- TEXTO PARA LEITURA
Ao contrário do que era comum em ciclos eleitorais passados, quando prefeitos deixavam seus cargos para disputar cadeiras na Assembleia Legislativa ou na Câmara Federal, a maior parte dos gestores das principais cidades brasileiras hoje prefere permanecer em seus mandatos. Em Goiás não é diferente.

Hoje, grande parte dos prefeitos das maiores cidades opta por permanecer nos mandatos, mantendo seus grupos políticos intactos e preservando alianças com deputados e controle sobre recursos e emendas. Outro fator importante é o poder de arrecadação das grandes cidades.

O cenário atual evidencia uma política municipal mais estratégica e profissionalizada, em que a estabilidade e a capacidade de entregar resultados à população se tornaram prioridades. Além disso, a visibilidade eleitoral passa a ser calculada dentro de um contexto de preservação de poder local.

A decisão reflete uma mudança estratégica: manter o controle sobre grupos políticos locais, emendas e alianças, além de garantir a execução de políticas e projetos diretamente na cidade. Além disso, o Jornal Opção ouviu especialistas para procurar outras respostas para tal tendência.

À reportagem, dois prefeitos goianos confirmaram que, ao contrário do que ocorria em ciclos eleitorais anteriores, os gestores das maiores cidades do estado têm evitado deixar seus cargos para disputarem eleições, como deputado estadual ou federal.

Segundo um dos prefeitos, até o momento, nenhum gestor das principais cidades goianas anunciou intenção de renunciar para se candidatar. “A gente não ouviu falar nada. Todo mundo está confiando na manutenção do grupo”, afirmou.

- TAREFA PROPOSTA
Com base no texto sobre a permanência dos prefeitos nos mandatos, explique por que os gestores das maiores cidades preferem não deixar seus cargos. Use de uma a três frases.

- Registros de identificação de posição
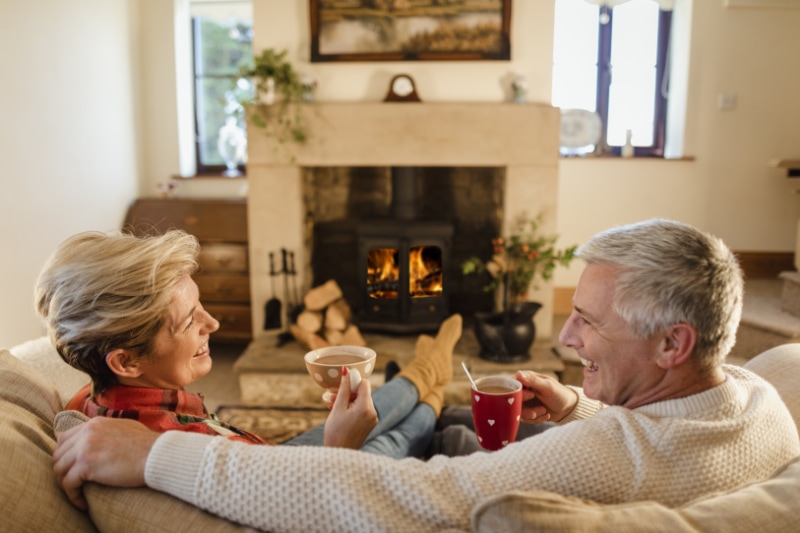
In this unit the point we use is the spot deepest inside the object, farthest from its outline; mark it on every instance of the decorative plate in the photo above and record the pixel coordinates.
(580, 128)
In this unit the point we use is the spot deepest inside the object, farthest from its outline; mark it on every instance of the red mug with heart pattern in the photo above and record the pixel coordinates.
(496, 410)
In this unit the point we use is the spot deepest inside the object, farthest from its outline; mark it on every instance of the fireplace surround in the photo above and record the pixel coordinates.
(520, 138)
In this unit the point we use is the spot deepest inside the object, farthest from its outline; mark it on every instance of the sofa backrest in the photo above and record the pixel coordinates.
(781, 367)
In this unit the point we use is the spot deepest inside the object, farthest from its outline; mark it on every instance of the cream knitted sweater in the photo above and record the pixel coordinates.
(671, 452)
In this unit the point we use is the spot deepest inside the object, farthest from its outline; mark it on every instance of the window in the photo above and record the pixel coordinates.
(613, 60)
(222, 34)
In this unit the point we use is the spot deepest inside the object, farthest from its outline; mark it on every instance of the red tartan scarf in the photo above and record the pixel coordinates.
(158, 409)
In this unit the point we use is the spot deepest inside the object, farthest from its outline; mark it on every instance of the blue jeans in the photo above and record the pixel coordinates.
(405, 426)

- RESPOSTA COMENTADA
Eles preferem permanecer nos mandatos para manter seus grupos políticos intactos, preservar alianças com deputados e conservar o controle sobre recursos e emendas. O texto também aponta o poder de arrecadação das grandes cidades e a possibilidade de garantir a execução de políticas e projetos diretamente na cidade.